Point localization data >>
:::

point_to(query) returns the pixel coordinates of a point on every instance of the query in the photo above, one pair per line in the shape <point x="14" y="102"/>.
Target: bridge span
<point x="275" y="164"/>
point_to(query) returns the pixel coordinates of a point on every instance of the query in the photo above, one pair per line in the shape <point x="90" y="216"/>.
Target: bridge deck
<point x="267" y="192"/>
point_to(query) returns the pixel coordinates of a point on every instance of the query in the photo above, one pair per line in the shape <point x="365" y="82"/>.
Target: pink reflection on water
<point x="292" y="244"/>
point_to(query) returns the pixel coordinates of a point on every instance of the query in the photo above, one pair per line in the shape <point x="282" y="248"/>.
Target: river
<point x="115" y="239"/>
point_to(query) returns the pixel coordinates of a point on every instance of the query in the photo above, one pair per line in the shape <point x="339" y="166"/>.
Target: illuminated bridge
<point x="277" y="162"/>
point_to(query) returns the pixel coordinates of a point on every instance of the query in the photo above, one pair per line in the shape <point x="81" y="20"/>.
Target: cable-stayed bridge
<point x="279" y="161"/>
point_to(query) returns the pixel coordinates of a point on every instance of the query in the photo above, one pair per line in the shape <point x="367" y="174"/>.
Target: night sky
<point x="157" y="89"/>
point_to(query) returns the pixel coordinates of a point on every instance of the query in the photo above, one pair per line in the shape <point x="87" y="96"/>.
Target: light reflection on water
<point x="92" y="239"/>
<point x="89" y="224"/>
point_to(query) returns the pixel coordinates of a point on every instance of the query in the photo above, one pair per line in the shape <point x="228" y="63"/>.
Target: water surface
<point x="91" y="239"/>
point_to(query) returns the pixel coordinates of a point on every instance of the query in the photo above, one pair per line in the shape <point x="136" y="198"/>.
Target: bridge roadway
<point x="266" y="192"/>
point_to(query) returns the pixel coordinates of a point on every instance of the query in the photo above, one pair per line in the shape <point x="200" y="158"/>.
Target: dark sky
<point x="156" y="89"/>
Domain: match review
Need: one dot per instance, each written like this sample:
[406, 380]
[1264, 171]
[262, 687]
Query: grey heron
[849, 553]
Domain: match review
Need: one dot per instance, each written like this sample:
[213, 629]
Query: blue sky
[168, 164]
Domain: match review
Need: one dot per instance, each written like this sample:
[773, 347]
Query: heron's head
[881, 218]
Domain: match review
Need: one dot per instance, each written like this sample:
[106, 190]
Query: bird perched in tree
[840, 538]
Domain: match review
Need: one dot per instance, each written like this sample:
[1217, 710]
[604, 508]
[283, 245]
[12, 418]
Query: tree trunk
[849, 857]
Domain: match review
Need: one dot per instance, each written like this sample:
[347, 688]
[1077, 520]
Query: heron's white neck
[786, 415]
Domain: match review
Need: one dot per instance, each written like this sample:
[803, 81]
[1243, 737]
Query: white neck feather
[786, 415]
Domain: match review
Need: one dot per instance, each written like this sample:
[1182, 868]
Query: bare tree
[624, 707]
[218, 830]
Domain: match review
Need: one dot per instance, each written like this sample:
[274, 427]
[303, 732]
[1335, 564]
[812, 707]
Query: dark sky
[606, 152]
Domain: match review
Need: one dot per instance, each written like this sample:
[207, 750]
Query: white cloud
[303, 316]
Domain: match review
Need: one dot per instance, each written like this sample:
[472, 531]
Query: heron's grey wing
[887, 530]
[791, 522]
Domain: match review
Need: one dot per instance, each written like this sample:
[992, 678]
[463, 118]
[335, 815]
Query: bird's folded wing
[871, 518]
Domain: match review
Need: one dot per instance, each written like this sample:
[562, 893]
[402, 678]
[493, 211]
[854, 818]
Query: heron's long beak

:::

EXERCISE >>
From the first line down to the last, give the records again exactly.

RESULT FOR THIS TASK >>
point_to(query) returns the pixel coordinates of a point on every instance of the query in the photo above, one pair per line in the shape <point x="14" y="102"/>.
Target: bridge span
<point x="275" y="164"/>
point_to(query) returns the pixel coordinates of a point on every instance of the query in the photo above, one pair per line in the shape <point x="90" y="216"/>.
Target: bridge deck
<point x="267" y="192"/>
point_to(query) returns the pixel coordinates of a point on every instance of the query in the photo above, one pair per line in the shape <point x="365" y="82"/>.
Target: pink reflection on water
<point x="292" y="244"/>
point_to(query) returns the pixel coordinates of a point on every instance of the query in the photo above, one pair per line in the shape <point x="282" y="248"/>.
Target: river
<point x="115" y="239"/>
point_to(query) returns the pixel coordinates of a point on every instance of the query in the photo above, one pair per line in the shape <point x="339" y="166"/>.
Target: illuminated bridge
<point x="277" y="162"/>
point_to(query) returns the pixel coordinates of a point on every instance of the query in the photo above, one pair per line in the shape <point x="81" y="20"/>.
Target: cable-stayed bridge
<point x="279" y="161"/>
point_to(query) returns the pixel coordinates of a point on every instance of the query in the photo above, one pair per line in the shape <point x="367" y="174"/>.
Target: night sky
<point x="157" y="89"/>
point_to(query) returns the pixel coordinates of a point on every instance of the query in the photo above, one pair per line in the shape <point x="87" y="96"/>.
Target: light reflection on water
<point x="92" y="239"/>
<point x="89" y="224"/>
point_to(query) returns the pixel coordinates of a point on every instance of the query in the photo above, one pair per line in the shape <point x="228" y="63"/>.
Target: water surface
<point x="91" y="239"/>
point_to(query) returns the pixel coordinates of a point on every instance of the query in the photo above, one pair per line in the shape <point x="136" y="198"/>.
Target: bridge roadway
<point x="266" y="192"/>
point_to(query) returns the pixel coordinates of a point on every instance of the query in the photo above, one pair per line in the shape <point x="200" y="158"/>.
Target: dark sky
<point x="156" y="89"/>
Domain: match review
Need: one dot per instance, each written like this sample:
[406, 380]
[1264, 171]
[262, 687]
Query: grey heron
[849, 553]
Domain: match review
Need: one dot per instance, each written like this sample:
[213, 629]
Query: blue sky
[168, 164]
Domain: match review
Need: one dot per instance, each written like this sample:
[773, 347]
Query: heron's head
[881, 218]
Domain: match review
Need: one dot per instance, each written like this sample:
[106, 190]
Query: bird perched in tree
[840, 538]
Domain: match review
Need: one dot per instance, each written like this sample:
[1217, 710]
[604, 508]
[283, 245]
[12, 418]
Query: tree trunk
[849, 857]
Domain: match review
Need: one dot per instance, each written like this sample:
[347, 688]
[1077, 520]
Query: heron's white neck
[786, 415]
Domain: match review
Need: one dot per instance, each written like this sample:
[803, 81]
[1243, 737]
Query: white neck feather
[786, 415]
Domain: match review
Need: one dot per instance, each written like this sample:
[1182, 868]
Query: bare tree
[624, 707]
[218, 830]
Domain: match review
Need: one dot per instance, each written like this sample:
[274, 427]
[303, 732]
[1335, 564]
[812, 707]
Query: dark sky
[606, 152]
Domain: match review
Need: one dot per instance, each written like this sample:
[207, 750]
Query: white cloud
[303, 316]
Domain: match review
Need: one dot per instance, each written like this sample:
[472, 531]
Query: heron's grey wing
[887, 530]
[791, 522]
Domain: match review
Need: one dot per instance, each written like this sample:
[992, 678]
[463, 118]
[335, 815]
Query: bird's folded wing
[871, 518]
Domain: match review
Need: one dot per instance, each written like this sample:
[562, 893]
[402, 678]
[493, 211]
[854, 818]
Query: heron's long beak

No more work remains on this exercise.